> [Selected text]:
== Segment start ==

Policies related to abortion, gun control, refugees and immigration, capital punishment, poverty, and healthcare are controversial because each one necessitates our taking a stand on what we believe about the sanctity of life. As we reflect on the actual people whose lives are caught up in our theoretical arguments, we discover that “life brushes against life.” We struggle to draw a consistent through-line in our reasoning on the value of life because any stance we take pits the value of one person’s life over and against another’s. As much as we try to simplify these topics into absolutes, they resist such simplification.
After the US Supreme Court overturned Roe v. Wade last week, I found my thoughts pulled to and fro in a riptide of clashing emotions. I suspect you did too. I thought of a family member born to teenaged parents and the gift his life has offered the world, but also the challenges he has faced by virtue of the circumstances of his birth. I thought of my step-father’s years-long efforts to reduce teen pregnancy. As a pediatrician, he was often the first to tell a young woman she was pregnant. These conversations peaked 6 weeks after high-school graduation night, so he focused his prevention efforts there. I thought of the many, too many, women I know who have been victims of rape (that’s 1 in 6 women in the US), including one who wakes her household with nightly nightmarish screams sixty years after the fact. No child was born of that horror that happened before Roe v. Wade. Thank God. I thought of the unborn child I lost at 16 weeks gestation, and the nurse who held my hand in pre-op as tears streamed down my face. My health required a procedure that will soon be unavailable to women and doctors in many states. Would my second child ever have been born if I hadn’t had that medical care? I thought of baptism Sundays when we promise to surround children with a community of love and forgiveness. I weep for those who never receive such a commitment and instead are subjected to incomprehensible abuse. My heart aches for the women who choose not to come on Baptism Sundays because infertility has made those days difficult, and the road to adoption is expensive and difficult.

== Segment end ==

> [Assigned task 1]:
Can you summarize the reflection on Roe v. Wade in two sentences?
> [Assigned task 2]:
How would you put this sentence from the reflection on Roe v. Wade into Spanish: "As a pediatrician, he was often the first to tell a young woman she was pregnant."?
Answer from the reflection on Roe v. Wade alone.

> [Extracted material]:
== Segment start ==

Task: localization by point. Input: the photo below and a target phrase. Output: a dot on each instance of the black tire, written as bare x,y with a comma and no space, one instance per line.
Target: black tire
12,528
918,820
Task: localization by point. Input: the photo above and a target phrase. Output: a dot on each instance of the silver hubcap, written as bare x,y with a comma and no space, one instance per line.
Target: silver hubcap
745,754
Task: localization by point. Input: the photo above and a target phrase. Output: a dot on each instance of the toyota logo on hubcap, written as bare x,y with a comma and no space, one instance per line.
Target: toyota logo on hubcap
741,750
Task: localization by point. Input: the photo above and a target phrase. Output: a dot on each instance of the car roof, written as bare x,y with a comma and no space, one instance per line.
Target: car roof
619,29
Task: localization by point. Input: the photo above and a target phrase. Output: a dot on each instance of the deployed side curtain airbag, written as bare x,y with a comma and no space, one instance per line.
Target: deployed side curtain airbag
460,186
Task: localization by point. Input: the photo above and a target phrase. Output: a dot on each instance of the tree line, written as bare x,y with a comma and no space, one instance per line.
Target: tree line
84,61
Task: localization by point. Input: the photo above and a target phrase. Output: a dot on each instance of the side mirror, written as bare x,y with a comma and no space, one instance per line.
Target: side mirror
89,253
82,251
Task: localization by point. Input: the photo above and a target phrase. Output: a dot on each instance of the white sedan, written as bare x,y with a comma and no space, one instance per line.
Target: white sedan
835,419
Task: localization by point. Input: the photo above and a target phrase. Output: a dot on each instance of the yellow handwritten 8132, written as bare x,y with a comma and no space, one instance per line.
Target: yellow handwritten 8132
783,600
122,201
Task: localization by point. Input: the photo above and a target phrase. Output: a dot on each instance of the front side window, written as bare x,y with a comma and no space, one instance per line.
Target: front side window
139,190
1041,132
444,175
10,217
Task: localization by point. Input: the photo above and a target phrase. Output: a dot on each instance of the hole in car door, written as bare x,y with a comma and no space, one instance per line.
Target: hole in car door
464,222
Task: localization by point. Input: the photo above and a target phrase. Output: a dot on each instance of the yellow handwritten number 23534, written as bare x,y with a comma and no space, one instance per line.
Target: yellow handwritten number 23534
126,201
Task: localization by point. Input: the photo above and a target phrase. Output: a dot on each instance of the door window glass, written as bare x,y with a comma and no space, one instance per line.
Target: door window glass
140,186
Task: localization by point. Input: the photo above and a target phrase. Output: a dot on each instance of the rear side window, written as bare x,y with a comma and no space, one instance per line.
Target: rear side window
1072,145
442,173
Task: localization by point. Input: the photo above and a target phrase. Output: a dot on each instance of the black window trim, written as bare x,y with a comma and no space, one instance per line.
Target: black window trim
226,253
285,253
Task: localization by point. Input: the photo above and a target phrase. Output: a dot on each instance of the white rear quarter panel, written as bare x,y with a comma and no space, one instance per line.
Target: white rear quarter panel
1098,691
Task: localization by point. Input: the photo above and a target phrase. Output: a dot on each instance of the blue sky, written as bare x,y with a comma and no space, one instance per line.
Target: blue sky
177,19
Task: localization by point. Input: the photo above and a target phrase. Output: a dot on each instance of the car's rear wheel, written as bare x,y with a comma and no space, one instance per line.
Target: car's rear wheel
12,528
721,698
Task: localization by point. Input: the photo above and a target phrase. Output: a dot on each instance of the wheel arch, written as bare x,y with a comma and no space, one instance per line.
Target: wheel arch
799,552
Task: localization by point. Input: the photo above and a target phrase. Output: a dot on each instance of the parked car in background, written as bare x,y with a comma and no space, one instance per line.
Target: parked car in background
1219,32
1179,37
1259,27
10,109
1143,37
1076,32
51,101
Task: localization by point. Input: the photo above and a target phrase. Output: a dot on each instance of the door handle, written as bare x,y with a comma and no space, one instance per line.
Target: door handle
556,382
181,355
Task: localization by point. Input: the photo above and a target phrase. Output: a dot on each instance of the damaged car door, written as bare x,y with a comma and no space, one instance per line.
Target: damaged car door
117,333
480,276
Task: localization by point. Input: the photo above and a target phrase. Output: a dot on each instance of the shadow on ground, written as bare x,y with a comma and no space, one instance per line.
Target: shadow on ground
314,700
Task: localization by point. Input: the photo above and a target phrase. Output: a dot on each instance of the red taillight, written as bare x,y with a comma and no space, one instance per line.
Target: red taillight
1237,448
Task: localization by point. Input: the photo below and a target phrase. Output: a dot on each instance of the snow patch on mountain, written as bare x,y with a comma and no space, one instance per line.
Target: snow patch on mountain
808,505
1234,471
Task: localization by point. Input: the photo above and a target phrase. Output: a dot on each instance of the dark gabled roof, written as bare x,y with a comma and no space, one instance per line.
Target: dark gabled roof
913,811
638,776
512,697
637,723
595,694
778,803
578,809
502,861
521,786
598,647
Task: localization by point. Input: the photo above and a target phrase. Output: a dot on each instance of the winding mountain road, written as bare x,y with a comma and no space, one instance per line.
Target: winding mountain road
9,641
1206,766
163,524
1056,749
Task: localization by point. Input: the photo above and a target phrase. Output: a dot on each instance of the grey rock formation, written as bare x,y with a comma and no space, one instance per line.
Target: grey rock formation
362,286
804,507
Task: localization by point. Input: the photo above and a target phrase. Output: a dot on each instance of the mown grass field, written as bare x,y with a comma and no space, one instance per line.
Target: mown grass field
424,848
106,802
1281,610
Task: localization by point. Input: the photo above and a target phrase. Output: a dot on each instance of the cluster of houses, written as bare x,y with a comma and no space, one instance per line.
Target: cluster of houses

== Segment end ==

> [Exercise response 1]:
Policies on issues such as abortion, gun control, capital punishment and healthcare are controversial because they require taking a stand on the sanctity of life, and any stance pits one person's life against another's, so these topics resist simplification into absolutes. After the US Supreme Court overturned Roe v. Wade, the writer felt clashing emotions and recalled a family member born to teenaged parents, women who have been victims of rape, and the loss of an unborn child at 16 weeks, which required a procedure that will soon be unavailable in many states.

> [Exercise response 2]:
Como pediatra, a menudo era el primero en decirle a una joven que estaba embarazada.